▶ _TASK INSTRUCTIONS_
a - For each statement below, state whether it agrees with the freshwater sump thread. Answer yes or no, and quote the deciding words from the thread. (i) One poster warns that excessive water circulation in many freshwater sumps can drive injected CO2 out of a system. (ii) The sump described near the end of the thread would hold roughly ten gallons. (iii) A wet/dry filter is said to eliminate ammonia and nitrites about 65% faster than a standard filter.
b - Transcribe the freshwater sump thread from "## Gizmo (Dec" down to "really heavily planted.".

▶ _SOURCE PASSAGE_
--- start ---

I've been trying to find into on freshwater sumps too, but there's not much out there.
I think I'm going to try a HOB (well really, stand behind the tank, 10" tall sump for a 10" tall tank) using an overflow thingy to get water in the sump and then a regular filter pump to get the water back out into the tank, since I'm not going to be dealing with a huge volume of water.

I've seen some really nice refugium/sumps tanks for cichlid tanks, have you looked at those? That would give you space for more plants and the benefits of a sump...Those salty people do it with their bigger tanks, I've noticed.


----------



## majerah1 (Oct 29, 2010)

I think this will be a neat idea!I see no reason why one couldnt work for a freshwater tank and like you said your fish would get the benefits of plants without you having to worry about a giant mess!


----------



## Gizmo (Dec 6, 2010)

FW sumps are just as versatile and useful as marine sumps. The only issue is that many FW sumps, due to excessive water circulation, actually "gas out" injected CO2 from a system, much like the waterfall from an HOB power filter would do.

Never heard of an HOB sump until now though. That's pretty sweet, I might have to look into one for my tank(s)


----------



## jrman83 (Jul 9, 2010)

They even make HOB wet/dry filters. I like refugiams. The only thing I never really understood about having that plus a large sump that acts basically as a wet/dry filter.....a wet/dry filter is the most efficiant filter out there. Ammonia and nitrites are eliminated like 65% faster than a standard filter. This to me, is sort of what I have my plants for. In other words, unless the ref is pretty large I don't think it is doing much for a big tank unless it is really heavily planted.


----------



## drunkenbeast (Nov 13, 2011)

it would be about 24" long and 4.5" deep.....its about 5 gals...i think thats plenty of room for a few plants....i think it would be beneficial for any tank obviously not necessary thou


----------



## TypeYourTextHere (Apr 20, 2011)

--- end ---

▶ _DATA SHOWN_
--- start ---

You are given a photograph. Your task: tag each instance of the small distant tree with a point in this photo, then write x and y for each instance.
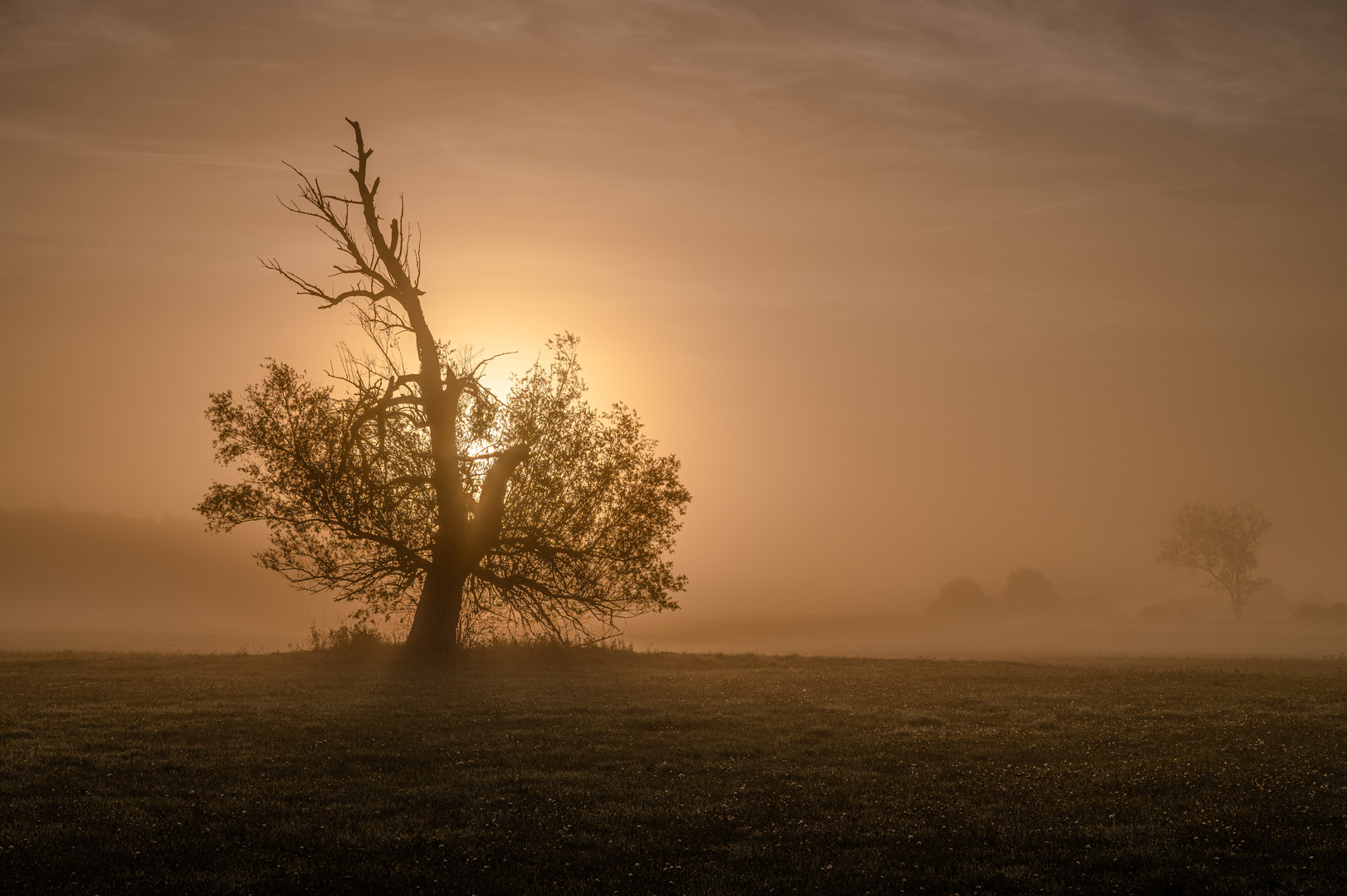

--- end ---

▶ _OUTPUTS FOR THE TASKS_
a -
(i) Yes: "many FW sumps, due to excessive water circulation, actually "gas out" injected CO2 from a system"
(ii) No: "its about 5 gals"
(iii) Yes: "Ammonia and nitrites are eliminated like 65% faster than a standard filter."

b -
## Gizmo (Dec 6, 2010)

FW sumps are just as versatile and useful as marine sumps. The only issue is that many FW sumps, due to excessive water circulation, actually "gas out" injected CO2 from a system, much like the waterfall from an HOB power filter would do.

Never heard of an HOB sump until now though. That's pretty sweet, I might have to look into one for my tank(s)


----------



## jrman83 (Jul 9, 2010)

They even make HOB wet/dry filters. I like refugiams. The only thing I never really understood about having that plus a large sump that acts basically as a wet/dry filter.....a wet/dry filter is the most efficiant filter out there. Ammonia and nitrites are eliminated like 65% faster than a standard filter. This to me, is sort of what I have my plants for. In other words, unless the ref is pretty large I don't think it is doing much for a big tank unless it is really heavily planted.